:: SUPPLIED PASSAGE ::
IVF breakthrough boosts pregnancy chances

October 13th, 2010 - 4:17 pm ICT by IANS  

London, Oct 13 (IANS) A breakthrough achieved in the process of In-Vitro Fertilisation (IVF) could boost the chances of pregnancy for women relying on the treatment.

Australian scientists have developed a technique which selects only the healthiest of embryos from a given set before they are implanted for IVF treatment.

In-Vitro Fertilisation is a process by which egg cells are fertilised by sperm outside the body. At present, only 29 percent of women under 35 conceive by this process. The number is lesser for women above 35.

Australian scientists have developed a technique that selects only the healthiest of embryos for implantation, ensuring a higher rate of survival, reports the Daily Mail.

The team, from the University of Melbourne, studied the glucose intake of embryos from the solution in which they were kept in the lab.

IVF units use this solution to provide a bed of nutrients for embryos fertilised in the lab from the eggs and sperm of couples who are unable to conceive naturally.

The glucose in the embryo solution closely matches that which occurs naturally in a mother’s uterus.

In the experiment, the precise amount of glucose in the solution was recorded before an embryo was inserted for IVF treatment.

“By measuring the level of glucose on day four or five after fertilisation, we can determine how much of it a growing embryo has consumed,” Prof Gardner, from the University of Melbourne, explained.

“There is clear evidence that greater the glucose intake, healthier the embryo,” he said.

The research involved 50 patients undergoing IVF treatment. Thirty-two women had a positive pregnancy test after embryo transfer, and 28 babies were born.

“The 28 babies resulted from the embryos which had the highest glucose uptake,” Prof Gardner said.

:: TASKS FOR THIS EXERCISE ::
1. From the IVF article, reproduce word for word the passage that begins with the words containing "London, Oct 13" and ends with "in the lab.".
2. Render this sentence from the IVF article into Spanish: "The glucose in the embryo solution closely matches that which occurs naturally in a mother’s uterus."

:: DATA EXTRACT ::
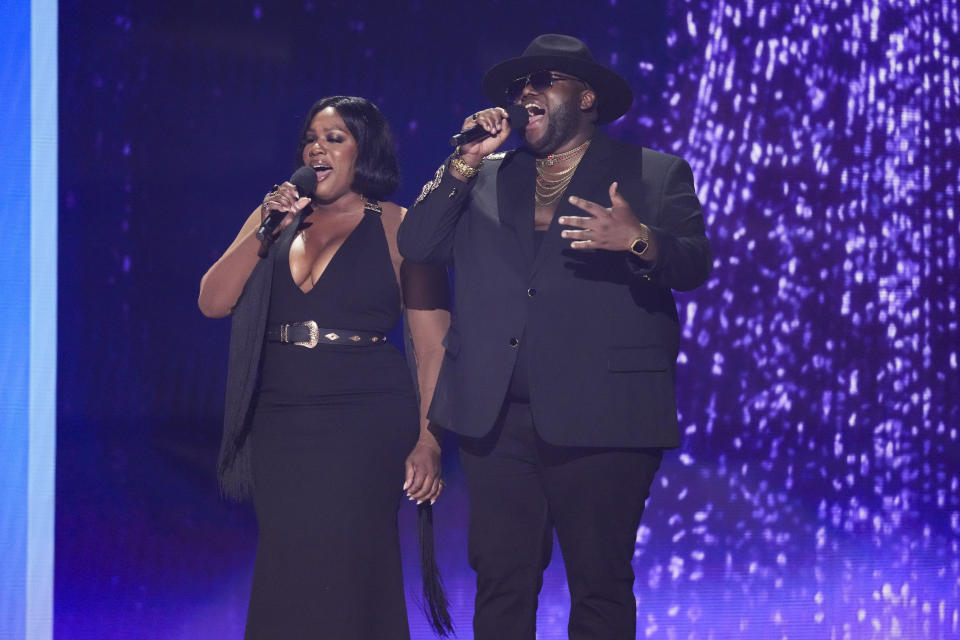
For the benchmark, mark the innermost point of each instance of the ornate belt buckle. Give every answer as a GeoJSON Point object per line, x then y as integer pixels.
{"type": "Point", "coordinates": [314, 334]}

:: ANSWERS TO THE TASKS ::
1.
London, Oct 13 (IANS) A breakthrough achieved in the process of In-Vitro Fertilisation (IVF) could boost the chances of pregnancy for women relying on the treatment.

Australian scientists have developed a technique which selects only the healthiest of embryos from a given set before they are implanted for IVF treatment.

In-Vitro Fertilisation is a process by which egg cells are fertilised by sperm outside the body. At present, only 29 percent of women under 35 conceive by this process. The number is lesser for women above 35.

Australian scientists have developed a technique that selects only the healthiest of embryos for implantation, ensuring a higher rate of survival, reports the Daily Mail.

The team, from the University of Melbourne, studied the glucose intake of embryos from the solution in which they were kept in the lab.

2. La glucosa de la solución de los embriones se asemeja mucho a la que se encuentra de forma natural en el útero de una madre.